• _Task requirements_:
Please set down, exactly as written, the line containing "Task: indicate the sea stack" and every line after it through the end of the records.

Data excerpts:
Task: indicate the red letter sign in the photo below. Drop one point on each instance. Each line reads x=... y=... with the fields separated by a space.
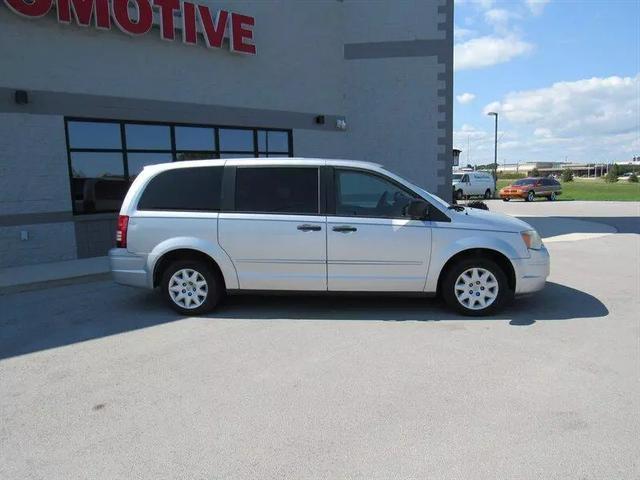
x=189 y=23
x=124 y=22
x=83 y=10
x=35 y=8
x=239 y=33
x=167 y=7
x=213 y=33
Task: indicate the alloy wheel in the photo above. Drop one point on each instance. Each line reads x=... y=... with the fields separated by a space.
x=476 y=288
x=188 y=288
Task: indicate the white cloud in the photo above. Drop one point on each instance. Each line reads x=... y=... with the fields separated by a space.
x=498 y=17
x=465 y=98
x=460 y=33
x=488 y=50
x=536 y=6
x=592 y=106
x=590 y=120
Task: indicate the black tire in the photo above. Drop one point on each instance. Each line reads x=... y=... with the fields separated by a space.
x=214 y=284
x=448 y=286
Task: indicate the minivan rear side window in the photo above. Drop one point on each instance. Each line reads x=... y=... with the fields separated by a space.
x=277 y=190
x=189 y=189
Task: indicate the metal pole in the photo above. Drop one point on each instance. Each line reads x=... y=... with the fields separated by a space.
x=495 y=152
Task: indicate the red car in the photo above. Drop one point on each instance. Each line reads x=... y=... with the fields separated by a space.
x=530 y=188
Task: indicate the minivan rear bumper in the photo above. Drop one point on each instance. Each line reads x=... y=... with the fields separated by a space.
x=128 y=268
x=531 y=273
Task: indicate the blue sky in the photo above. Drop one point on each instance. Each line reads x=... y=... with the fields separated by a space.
x=564 y=76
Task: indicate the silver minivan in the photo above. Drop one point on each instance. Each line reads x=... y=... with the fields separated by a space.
x=198 y=230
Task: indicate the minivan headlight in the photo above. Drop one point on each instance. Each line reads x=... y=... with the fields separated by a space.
x=531 y=239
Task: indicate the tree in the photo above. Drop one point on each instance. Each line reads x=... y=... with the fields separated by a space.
x=567 y=175
x=611 y=176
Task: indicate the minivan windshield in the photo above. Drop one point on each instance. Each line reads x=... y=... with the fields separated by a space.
x=525 y=181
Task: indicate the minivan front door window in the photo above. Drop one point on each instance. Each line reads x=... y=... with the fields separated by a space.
x=365 y=195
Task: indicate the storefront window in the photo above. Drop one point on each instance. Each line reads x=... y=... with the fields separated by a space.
x=137 y=161
x=106 y=156
x=194 y=138
x=148 y=137
x=236 y=140
x=94 y=135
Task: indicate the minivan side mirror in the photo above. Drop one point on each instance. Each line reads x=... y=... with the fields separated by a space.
x=418 y=210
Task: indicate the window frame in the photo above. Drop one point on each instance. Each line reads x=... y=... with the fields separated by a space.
x=198 y=210
x=229 y=182
x=332 y=192
x=173 y=151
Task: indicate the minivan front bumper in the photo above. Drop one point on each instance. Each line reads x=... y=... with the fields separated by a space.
x=128 y=268
x=531 y=273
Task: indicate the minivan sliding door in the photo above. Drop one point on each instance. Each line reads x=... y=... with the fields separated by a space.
x=275 y=234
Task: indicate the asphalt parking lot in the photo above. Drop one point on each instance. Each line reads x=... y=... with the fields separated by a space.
x=103 y=381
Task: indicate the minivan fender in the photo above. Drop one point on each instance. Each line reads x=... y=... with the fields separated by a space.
x=213 y=250
x=440 y=256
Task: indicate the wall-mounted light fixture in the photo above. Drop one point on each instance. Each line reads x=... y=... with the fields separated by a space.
x=21 y=97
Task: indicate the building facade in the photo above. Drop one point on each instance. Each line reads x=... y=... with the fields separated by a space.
x=92 y=90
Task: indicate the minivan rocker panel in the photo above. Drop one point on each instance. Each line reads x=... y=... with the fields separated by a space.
x=199 y=229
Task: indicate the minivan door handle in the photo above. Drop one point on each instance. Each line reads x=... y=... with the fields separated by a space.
x=344 y=229
x=309 y=228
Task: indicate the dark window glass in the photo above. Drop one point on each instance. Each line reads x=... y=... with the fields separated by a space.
x=236 y=155
x=277 y=141
x=192 y=138
x=273 y=141
x=94 y=135
x=362 y=194
x=137 y=161
x=147 y=137
x=190 y=189
x=236 y=140
x=277 y=190
x=262 y=140
x=98 y=183
x=97 y=164
x=196 y=156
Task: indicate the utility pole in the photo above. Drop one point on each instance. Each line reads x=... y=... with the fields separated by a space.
x=495 y=150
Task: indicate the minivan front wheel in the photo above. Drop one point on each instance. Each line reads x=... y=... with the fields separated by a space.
x=476 y=287
x=190 y=287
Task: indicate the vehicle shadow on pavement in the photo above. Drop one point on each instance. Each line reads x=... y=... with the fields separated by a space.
x=553 y=226
x=555 y=302
x=37 y=320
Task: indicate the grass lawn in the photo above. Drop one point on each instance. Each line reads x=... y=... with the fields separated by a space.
x=583 y=189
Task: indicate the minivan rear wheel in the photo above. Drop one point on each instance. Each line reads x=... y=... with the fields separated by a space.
x=476 y=287
x=191 y=287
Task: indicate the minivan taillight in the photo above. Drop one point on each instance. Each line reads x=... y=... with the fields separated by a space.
x=121 y=233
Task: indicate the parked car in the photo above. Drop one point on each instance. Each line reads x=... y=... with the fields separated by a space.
x=468 y=184
x=531 y=187
x=200 y=229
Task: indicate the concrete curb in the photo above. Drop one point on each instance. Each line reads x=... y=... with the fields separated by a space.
x=27 y=287
x=48 y=275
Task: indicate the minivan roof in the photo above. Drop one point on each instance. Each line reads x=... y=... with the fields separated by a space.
x=262 y=162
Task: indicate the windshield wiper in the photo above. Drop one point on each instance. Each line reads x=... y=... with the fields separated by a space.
x=457 y=208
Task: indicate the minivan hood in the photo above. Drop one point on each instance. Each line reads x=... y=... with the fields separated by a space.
x=476 y=219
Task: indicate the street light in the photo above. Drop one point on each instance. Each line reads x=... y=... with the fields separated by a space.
x=495 y=148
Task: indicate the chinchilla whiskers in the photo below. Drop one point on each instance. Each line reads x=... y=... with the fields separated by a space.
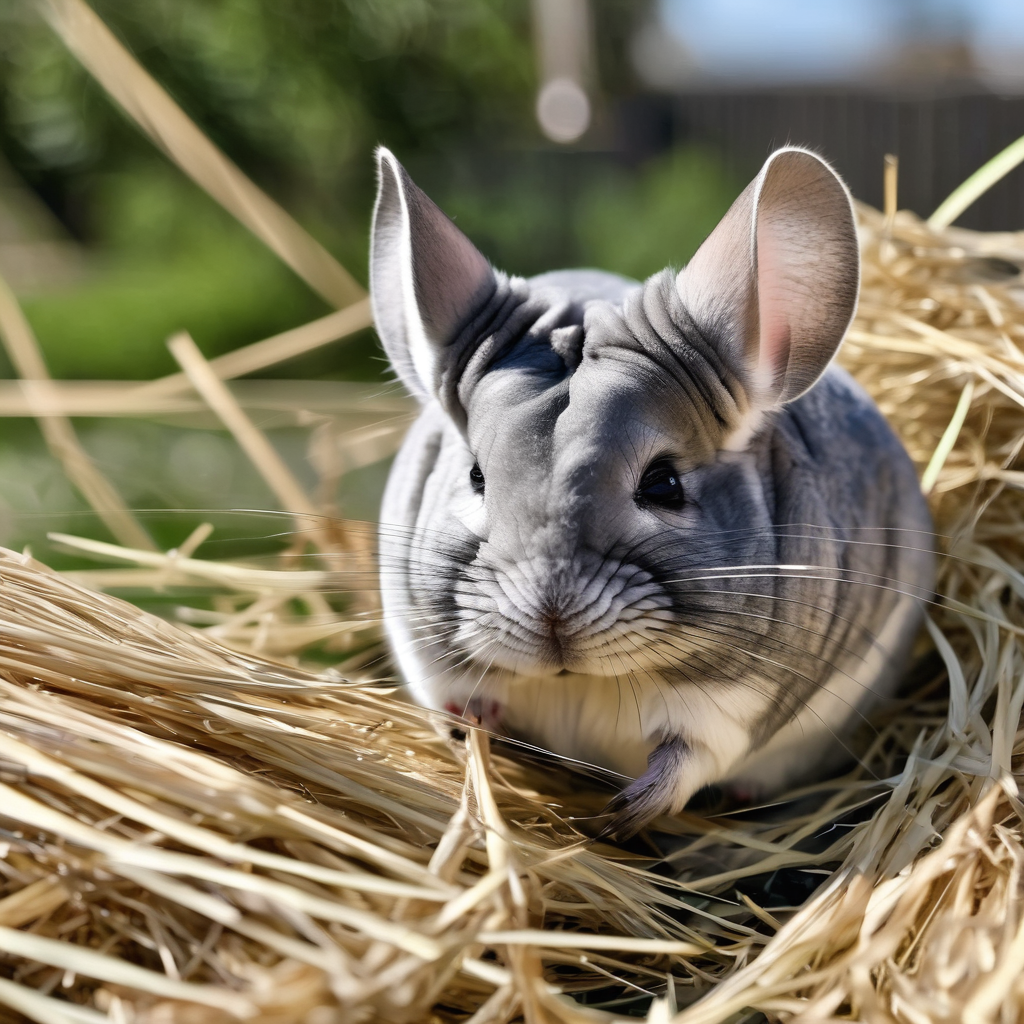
x=693 y=635
x=773 y=667
x=850 y=624
x=804 y=572
x=842 y=645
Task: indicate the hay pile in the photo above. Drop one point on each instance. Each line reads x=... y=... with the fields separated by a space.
x=194 y=832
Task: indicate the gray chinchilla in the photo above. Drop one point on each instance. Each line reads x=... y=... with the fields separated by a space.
x=646 y=525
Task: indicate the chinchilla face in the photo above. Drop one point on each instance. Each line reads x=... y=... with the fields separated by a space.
x=611 y=484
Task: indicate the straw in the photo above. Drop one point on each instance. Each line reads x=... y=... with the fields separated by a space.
x=154 y=111
x=212 y=830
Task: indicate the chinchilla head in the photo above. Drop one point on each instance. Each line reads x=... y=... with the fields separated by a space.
x=607 y=432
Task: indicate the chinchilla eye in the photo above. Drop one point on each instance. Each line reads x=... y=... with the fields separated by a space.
x=659 y=486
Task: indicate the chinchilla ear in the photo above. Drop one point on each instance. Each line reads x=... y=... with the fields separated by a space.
x=426 y=278
x=775 y=284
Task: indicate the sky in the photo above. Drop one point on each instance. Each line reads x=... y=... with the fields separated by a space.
x=836 y=40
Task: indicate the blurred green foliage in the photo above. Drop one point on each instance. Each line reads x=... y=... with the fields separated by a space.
x=298 y=93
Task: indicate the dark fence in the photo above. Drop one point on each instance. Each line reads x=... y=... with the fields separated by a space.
x=939 y=139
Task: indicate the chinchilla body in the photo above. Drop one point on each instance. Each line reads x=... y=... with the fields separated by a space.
x=647 y=525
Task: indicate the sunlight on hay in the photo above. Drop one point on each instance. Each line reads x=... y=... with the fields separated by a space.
x=195 y=834
x=200 y=824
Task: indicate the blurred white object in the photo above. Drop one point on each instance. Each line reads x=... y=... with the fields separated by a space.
x=563 y=34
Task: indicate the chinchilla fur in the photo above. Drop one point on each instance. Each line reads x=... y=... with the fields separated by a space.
x=647 y=525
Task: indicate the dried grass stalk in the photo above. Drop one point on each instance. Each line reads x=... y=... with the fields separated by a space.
x=195 y=833
x=295 y=842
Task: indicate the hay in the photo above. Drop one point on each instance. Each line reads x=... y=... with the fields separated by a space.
x=195 y=833
x=198 y=824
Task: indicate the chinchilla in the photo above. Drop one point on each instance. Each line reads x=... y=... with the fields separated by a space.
x=647 y=525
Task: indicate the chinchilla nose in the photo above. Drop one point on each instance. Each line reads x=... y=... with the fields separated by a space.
x=557 y=600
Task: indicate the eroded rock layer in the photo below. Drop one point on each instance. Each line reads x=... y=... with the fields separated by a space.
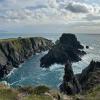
x=15 y=51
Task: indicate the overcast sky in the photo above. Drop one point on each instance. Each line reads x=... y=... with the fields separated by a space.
x=76 y=16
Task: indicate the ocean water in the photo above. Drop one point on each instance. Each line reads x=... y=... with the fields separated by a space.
x=30 y=72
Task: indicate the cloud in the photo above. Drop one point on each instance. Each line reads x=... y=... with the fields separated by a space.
x=38 y=12
x=92 y=17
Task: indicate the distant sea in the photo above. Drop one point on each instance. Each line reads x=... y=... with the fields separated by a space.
x=30 y=73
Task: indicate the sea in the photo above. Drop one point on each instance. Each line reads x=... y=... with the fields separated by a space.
x=31 y=74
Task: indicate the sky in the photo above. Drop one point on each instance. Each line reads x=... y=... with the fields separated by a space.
x=48 y=16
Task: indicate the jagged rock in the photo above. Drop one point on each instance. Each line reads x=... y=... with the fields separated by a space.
x=16 y=51
x=90 y=76
x=87 y=47
x=70 y=83
x=66 y=48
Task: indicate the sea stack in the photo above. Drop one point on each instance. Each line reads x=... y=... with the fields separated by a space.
x=67 y=48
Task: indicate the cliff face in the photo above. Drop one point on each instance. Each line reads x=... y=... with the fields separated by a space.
x=15 y=51
x=90 y=76
x=66 y=48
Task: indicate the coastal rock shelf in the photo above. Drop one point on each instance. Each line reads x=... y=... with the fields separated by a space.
x=16 y=51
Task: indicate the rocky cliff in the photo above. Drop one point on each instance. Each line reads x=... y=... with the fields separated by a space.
x=15 y=51
x=90 y=76
x=87 y=80
x=66 y=48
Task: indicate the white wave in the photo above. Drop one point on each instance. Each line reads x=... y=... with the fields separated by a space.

• _Written response_:
Task: indicate the sea stack in the photo above. Drop one point on each instance. Each line reads x=... y=... with the fields separated by a space.
x=67 y=48
Task: indicate the cliff face in the photo above. Drop one point on each instance. Each line reads x=... y=... with the fields separated by a space.
x=15 y=51
x=90 y=76
x=66 y=48
Task: indicate the coastal rock shelf in the photo above. Drop one point on each instance. Each line reads x=... y=... with the fields separated by a space.
x=16 y=51
Task: indicate the rocky cliff in the photo above. Drop one point on each instance. Each line reads x=... y=... with the fields separated by a space.
x=15 y=51
x=90 y=76
x=87 y=80
x=66 y=48
Task: indicate the white wave in the photo above. Drop one point on each instance. Each line reads x=... y=... with the fields separated by a space.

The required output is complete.